_Source passage_
Scientific classification
- Kingdom: Animalia
- Phylum: Chordata
- Class: Amphibia
- Order: Anura
- Family: Hemiphractidae
- Genus: Fritziana
- Species: F. goeldii
- Binomial name: Fritziana goeldii (Boulenger, 1895)
- Synonyms: Hyla goeldii Boulenger, 1895 "1894" Flectonotus goeldii (Boulenger, 1895)

= Fritziana goeldii =

- Authority: (Boulenger, 1895)
- Conservation status: LC
- Synonyms: Hyla goeldii Boulenger, 1895 "1894", Flectonotus goeldii (Boulenger, 1895)

Species of amphibian

Fritziana goeldii, also known as Goeldi's frog or Colonia Alpina treefrog, is a species of frog in the family Hemiphractidae. It is endemic to southeastern Brazil and found in Rio de Janeiro, Espírito Santo, and São Paulo states. The species is named after Émil Goeldi, Swiss zoologist who worked in Brazil. Fritziana goeldii may be locally threatened by habitat destruction but over most of its range it is a common species with a large total population, and the International Union for Conservation of Nature has rated its conservation status as being of "least concern".

_Provided material_
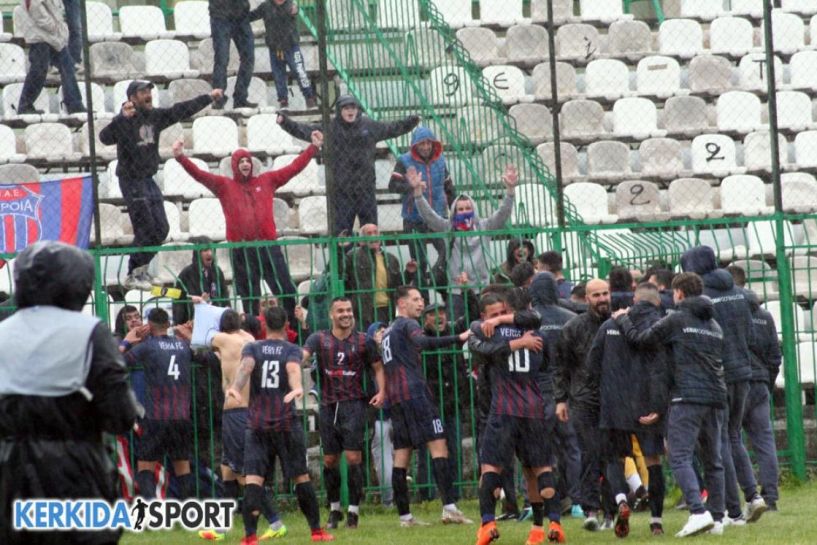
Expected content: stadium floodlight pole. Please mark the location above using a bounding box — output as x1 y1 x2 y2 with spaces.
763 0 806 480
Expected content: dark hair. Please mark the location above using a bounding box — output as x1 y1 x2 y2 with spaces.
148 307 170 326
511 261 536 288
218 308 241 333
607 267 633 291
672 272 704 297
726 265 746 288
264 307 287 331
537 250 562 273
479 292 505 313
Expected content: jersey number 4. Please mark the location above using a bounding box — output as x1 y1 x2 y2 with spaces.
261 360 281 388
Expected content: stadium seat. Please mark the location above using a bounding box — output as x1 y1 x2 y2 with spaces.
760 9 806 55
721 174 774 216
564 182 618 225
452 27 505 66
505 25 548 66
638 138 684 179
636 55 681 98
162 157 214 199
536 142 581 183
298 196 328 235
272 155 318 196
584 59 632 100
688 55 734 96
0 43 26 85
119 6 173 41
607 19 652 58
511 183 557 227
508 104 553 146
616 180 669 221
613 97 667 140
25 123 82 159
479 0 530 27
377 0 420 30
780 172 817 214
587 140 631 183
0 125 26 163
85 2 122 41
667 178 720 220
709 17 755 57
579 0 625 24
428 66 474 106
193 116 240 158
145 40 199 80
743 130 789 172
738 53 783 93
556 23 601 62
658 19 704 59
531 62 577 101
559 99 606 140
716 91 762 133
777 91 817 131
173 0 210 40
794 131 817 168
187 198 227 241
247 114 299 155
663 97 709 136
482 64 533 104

_Instructions for the task_
Extend the passage on Fritziana goeldii, picking up after its final sentence.

_Response_
==Description==
Fritziana goeldii is a small, slender frog; females are 32 to 35 mm long and males are slightly smaller. The snout is pointed, the eyes are large, and there are adhesive discs on the tips of the fingers and toes. The upper parts of the head and body are some shade of pale grey or brown, blotched and streaked with darker colour.

==Distribution and habitat==
Fritziana goeldii is endemic to southeastern Brazil, where it is found in the states of Rio de Janeiro, São Paulo and Espírito Santo. Its natural habitat is forest at altitudes between sea level and about 1000 m above sea level, but it is an adaptable species, able to live anywhere that there are trees and the epiphytic bromeliads in which it breeds.

==Ecology==
This frog lives among vegetation a few metres above the ground, mostly in and around bromeliads. Breeding is a lengthy affair; while the couple are in amplexus, the female secretes quantities of mucus which the male whips into foam with his legs and spreads on the female's back. Here it forms a sticky pad onto which the male presses the fertilised eggs. A clutch of eggs may number nine to twenty or so, and the pad soon hardens. After about nineteen days, the female detaches the eggs and places them in the water-filled hollow of a bromeliad. Here they soon hatch, and undergo metamorphosis a few days later into juvenile frogs.